====== ENTRIES SUPPLIED ======
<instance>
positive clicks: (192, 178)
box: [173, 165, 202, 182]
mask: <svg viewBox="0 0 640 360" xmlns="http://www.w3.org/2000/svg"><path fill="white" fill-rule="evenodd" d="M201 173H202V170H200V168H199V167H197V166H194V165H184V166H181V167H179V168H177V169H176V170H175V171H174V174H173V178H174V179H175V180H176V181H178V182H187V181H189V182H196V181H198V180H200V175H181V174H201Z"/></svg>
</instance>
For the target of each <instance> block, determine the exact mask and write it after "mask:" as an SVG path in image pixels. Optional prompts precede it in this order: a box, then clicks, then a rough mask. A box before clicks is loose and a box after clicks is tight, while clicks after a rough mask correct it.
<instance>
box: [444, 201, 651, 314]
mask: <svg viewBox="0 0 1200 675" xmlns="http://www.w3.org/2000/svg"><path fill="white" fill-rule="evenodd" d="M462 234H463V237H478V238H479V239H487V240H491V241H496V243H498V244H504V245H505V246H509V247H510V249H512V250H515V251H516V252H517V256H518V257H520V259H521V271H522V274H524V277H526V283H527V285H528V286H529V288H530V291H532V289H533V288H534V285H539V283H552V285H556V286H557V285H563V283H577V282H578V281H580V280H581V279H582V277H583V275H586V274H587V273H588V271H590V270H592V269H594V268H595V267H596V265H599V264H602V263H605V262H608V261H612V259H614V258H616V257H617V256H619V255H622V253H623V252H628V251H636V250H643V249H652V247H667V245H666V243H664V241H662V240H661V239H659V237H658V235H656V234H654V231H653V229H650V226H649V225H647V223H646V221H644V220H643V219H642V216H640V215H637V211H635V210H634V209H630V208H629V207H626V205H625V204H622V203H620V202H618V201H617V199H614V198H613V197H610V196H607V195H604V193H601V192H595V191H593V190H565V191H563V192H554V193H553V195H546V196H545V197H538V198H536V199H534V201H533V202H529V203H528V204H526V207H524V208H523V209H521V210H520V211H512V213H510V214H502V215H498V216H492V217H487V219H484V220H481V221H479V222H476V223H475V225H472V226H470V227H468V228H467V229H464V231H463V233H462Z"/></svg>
======
====== ENTRIES SUPPLIED ======
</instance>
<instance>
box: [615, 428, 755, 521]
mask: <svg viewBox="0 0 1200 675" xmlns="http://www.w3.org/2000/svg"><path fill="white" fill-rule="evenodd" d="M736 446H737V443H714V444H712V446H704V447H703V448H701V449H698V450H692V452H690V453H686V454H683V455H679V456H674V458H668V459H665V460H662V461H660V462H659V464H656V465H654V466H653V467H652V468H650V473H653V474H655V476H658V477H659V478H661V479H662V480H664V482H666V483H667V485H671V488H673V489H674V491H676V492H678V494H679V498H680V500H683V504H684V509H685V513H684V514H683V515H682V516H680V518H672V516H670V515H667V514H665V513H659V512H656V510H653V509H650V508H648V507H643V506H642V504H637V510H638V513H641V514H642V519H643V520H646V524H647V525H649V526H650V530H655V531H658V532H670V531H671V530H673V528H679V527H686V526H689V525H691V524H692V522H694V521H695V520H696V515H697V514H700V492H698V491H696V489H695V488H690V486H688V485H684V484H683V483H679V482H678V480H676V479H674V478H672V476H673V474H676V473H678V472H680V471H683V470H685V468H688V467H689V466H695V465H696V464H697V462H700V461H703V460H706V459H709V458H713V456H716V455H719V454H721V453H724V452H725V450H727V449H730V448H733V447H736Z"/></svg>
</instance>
======
Gather every line in the rows above that contains the string "clicks", matching case exactly.

RESULT OF THE TASK:
positive clicks: (192, 178)
For the target of each <instance> block, determine the exact mask and write it after "mask:" as an SVG path in image pixels. Optional prompts precede it in this order: a box, then clicks, then a rough mask. A box before clicks is loose and a box after clicks is tight, while clicks after a rough mask correct it.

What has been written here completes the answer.